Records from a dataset
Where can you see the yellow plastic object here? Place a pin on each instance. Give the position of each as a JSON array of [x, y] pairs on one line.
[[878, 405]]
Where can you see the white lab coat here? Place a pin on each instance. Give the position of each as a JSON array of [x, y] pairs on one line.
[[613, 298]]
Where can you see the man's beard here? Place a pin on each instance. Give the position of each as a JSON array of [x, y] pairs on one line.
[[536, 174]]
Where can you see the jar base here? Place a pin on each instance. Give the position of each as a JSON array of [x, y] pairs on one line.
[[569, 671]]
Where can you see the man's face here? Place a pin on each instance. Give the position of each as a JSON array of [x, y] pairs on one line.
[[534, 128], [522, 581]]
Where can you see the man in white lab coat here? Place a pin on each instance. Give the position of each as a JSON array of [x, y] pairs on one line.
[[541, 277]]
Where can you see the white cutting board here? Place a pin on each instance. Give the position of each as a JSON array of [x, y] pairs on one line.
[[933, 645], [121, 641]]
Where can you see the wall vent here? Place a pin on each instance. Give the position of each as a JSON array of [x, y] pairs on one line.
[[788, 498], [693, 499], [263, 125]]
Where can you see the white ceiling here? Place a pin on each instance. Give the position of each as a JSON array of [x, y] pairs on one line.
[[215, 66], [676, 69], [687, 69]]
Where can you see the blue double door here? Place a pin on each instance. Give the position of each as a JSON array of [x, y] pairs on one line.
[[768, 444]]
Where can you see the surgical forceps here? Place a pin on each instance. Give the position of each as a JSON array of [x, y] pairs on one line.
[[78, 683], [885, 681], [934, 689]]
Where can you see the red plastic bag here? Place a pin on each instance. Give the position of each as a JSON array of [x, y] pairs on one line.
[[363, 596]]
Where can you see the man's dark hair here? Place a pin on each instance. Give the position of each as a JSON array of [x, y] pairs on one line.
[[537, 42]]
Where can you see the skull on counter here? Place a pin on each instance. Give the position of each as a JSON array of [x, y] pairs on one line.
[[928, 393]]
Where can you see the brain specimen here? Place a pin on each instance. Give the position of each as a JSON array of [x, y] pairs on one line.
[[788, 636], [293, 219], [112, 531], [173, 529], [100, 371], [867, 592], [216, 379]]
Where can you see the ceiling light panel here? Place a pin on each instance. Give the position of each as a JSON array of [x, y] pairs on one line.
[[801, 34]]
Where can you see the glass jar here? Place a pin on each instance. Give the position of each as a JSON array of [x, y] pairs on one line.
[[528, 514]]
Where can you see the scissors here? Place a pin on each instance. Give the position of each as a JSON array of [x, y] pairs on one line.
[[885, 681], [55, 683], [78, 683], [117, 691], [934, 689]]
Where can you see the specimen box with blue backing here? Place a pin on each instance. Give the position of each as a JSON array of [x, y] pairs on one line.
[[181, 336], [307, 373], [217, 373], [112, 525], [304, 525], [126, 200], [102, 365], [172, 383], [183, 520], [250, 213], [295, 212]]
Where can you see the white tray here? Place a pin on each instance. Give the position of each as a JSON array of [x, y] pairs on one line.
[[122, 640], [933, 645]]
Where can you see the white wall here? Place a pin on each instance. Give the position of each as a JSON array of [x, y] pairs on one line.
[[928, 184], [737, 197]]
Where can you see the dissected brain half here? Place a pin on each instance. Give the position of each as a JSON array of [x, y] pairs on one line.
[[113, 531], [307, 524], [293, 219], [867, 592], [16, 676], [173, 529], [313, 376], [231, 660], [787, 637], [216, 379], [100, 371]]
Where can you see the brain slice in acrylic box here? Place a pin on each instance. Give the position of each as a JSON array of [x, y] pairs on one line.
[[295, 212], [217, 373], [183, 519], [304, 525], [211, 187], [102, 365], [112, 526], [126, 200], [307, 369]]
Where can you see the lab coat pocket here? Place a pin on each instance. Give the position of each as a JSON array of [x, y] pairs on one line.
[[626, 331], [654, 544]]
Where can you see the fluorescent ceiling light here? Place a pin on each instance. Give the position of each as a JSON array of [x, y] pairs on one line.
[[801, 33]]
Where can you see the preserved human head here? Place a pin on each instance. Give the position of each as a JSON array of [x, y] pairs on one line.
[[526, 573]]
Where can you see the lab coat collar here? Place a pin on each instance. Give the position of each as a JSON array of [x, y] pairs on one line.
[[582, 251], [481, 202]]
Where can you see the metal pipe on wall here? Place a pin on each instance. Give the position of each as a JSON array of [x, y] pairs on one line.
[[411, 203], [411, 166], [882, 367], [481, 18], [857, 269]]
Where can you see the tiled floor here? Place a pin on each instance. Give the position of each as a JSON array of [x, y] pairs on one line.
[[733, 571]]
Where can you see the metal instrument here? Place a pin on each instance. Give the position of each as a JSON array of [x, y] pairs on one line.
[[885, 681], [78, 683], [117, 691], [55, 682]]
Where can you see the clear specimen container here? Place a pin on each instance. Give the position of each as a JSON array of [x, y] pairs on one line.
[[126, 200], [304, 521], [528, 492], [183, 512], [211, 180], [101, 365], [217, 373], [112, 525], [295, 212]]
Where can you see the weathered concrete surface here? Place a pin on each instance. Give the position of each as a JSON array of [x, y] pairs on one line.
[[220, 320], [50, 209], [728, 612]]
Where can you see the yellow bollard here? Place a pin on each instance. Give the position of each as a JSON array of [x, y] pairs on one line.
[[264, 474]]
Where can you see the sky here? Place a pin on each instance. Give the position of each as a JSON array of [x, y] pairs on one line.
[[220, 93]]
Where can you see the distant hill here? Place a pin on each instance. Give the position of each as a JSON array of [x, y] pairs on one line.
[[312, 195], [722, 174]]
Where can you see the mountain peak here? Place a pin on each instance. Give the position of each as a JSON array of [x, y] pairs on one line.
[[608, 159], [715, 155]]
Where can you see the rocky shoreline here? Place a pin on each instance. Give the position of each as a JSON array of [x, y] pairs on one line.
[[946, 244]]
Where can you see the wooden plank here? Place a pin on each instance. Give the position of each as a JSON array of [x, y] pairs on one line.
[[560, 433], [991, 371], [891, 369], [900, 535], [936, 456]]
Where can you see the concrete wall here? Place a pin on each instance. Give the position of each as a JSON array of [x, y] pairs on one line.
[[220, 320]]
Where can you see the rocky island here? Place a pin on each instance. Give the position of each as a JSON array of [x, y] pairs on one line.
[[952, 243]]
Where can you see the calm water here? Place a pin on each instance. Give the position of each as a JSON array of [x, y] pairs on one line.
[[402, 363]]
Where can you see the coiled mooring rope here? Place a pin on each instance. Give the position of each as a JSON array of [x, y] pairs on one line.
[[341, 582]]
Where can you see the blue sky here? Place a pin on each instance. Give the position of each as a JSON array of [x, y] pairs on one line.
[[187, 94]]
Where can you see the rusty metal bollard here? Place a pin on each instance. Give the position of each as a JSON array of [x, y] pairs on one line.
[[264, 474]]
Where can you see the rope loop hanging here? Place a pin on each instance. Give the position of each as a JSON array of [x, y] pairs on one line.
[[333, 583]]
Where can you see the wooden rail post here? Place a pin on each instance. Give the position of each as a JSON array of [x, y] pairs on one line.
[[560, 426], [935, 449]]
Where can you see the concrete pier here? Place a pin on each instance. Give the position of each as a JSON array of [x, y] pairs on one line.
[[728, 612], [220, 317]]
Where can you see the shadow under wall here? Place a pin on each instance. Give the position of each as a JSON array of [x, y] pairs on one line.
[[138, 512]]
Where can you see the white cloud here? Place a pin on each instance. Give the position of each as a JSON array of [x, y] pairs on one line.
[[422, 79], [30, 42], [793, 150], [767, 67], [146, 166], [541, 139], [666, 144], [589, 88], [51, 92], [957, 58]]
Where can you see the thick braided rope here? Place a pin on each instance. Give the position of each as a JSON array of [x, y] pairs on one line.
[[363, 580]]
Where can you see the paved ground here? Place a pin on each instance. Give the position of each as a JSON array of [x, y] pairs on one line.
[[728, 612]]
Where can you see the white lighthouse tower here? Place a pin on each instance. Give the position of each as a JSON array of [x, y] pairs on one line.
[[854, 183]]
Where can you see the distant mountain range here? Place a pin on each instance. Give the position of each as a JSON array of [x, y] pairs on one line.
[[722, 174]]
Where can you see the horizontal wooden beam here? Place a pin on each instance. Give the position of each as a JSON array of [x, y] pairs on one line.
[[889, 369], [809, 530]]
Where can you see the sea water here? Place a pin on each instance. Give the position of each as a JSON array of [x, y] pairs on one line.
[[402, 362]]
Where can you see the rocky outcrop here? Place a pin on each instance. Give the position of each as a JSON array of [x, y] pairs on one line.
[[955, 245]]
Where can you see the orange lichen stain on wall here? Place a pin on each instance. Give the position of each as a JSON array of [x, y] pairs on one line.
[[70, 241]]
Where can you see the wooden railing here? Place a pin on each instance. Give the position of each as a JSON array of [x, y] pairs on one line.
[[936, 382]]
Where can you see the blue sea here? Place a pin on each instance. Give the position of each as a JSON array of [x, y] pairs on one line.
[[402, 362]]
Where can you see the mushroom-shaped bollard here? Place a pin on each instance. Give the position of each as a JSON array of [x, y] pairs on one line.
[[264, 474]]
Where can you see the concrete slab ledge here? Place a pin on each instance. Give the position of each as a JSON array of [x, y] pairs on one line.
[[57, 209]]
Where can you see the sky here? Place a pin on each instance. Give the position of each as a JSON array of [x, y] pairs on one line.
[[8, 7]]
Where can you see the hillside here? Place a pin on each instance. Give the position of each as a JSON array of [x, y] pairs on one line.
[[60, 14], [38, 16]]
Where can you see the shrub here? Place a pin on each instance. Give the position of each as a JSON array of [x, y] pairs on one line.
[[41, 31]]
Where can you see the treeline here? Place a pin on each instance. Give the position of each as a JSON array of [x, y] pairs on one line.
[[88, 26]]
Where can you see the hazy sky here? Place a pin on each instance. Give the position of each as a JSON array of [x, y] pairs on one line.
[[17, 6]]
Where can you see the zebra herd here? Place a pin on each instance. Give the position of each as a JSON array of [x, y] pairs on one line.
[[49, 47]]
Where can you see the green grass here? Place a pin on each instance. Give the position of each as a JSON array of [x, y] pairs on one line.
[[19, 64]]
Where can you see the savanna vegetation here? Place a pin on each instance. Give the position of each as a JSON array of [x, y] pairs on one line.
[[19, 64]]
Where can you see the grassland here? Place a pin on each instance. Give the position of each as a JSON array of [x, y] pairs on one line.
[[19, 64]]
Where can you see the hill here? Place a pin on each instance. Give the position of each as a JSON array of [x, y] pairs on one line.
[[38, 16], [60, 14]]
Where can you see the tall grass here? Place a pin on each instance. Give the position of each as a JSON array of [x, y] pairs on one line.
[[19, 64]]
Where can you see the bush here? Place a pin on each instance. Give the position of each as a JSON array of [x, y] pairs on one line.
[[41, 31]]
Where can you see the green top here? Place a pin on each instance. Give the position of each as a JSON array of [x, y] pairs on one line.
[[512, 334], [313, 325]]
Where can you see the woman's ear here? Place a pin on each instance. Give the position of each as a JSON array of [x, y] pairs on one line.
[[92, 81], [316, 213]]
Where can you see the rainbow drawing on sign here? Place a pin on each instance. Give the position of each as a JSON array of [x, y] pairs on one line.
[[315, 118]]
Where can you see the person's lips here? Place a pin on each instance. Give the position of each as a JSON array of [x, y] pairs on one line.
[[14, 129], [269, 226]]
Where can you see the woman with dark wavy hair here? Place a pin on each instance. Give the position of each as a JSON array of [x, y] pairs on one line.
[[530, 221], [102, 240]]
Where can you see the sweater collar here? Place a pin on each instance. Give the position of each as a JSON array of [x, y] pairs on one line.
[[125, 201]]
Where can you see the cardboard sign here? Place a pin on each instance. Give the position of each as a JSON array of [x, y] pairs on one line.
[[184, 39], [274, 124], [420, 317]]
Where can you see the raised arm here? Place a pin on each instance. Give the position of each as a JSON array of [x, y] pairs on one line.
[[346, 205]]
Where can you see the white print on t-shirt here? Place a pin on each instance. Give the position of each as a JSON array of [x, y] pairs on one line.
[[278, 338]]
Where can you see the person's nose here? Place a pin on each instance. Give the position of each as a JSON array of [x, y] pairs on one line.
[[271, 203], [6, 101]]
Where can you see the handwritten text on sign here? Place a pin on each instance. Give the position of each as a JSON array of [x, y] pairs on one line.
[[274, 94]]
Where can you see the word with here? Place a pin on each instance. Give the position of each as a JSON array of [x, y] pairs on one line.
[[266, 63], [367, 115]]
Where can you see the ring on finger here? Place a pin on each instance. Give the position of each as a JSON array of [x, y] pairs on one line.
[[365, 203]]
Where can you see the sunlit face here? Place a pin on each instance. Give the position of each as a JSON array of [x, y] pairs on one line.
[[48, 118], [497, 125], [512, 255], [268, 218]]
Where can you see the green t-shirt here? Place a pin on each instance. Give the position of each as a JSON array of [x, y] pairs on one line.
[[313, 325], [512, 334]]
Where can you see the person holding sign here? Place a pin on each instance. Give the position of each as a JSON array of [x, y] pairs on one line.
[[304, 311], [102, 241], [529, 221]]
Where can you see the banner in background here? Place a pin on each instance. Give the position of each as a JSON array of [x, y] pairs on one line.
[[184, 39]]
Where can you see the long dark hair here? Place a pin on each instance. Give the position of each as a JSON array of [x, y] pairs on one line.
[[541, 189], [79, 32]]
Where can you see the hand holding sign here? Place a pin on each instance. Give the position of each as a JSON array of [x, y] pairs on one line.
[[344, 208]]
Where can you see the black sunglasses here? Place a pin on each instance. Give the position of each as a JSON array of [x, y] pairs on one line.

### GIVEN REQUEST:
Copy out, without any changes, the data running from the line that contains "Where can you see the sunlit" through the end of the data.

### EXPECTED ANSWER:
Where can you see the sunlit face here? Place a pin on each instance. Give the position of each as a JSON array of [x, y] pairs on one line.
[[48, 118], [497, 125], [512, 255], [268, 218]]
Where can you see the green t-shirt here? Place a pin on each instance. Give the position of each as a JSON array of [x, y] pairs on one line.
[[313, 325], [512, 334]]
Where can you see the person holding sign here? Place a pin on each instance. Give the position of each as a JSON array of [x, y] pairs on one line.
[[304, 311], [102, 241], [529, 221]]
Where can you see the banner in background here? Place a pin on each instance. Give the position of each as a JSON array of [x, y] pairs on one line.
[[184, 39]]
Where can you see the long dark hair here? Place a pin on each instance. Give the position of each as a JSON array of [x, y] pairs on one line.
[[541, 189], [79, 32]]
Where can you see the hand holding sign here? Place a pin on each instance. Give the position of each as a JSON array of [x, y] pairs on one line.
[[344, 208]]
Where can you see the black sunglasses here? Place a pin on each instance. Give the position of each as a JSON array of [x, y] pairs on one line.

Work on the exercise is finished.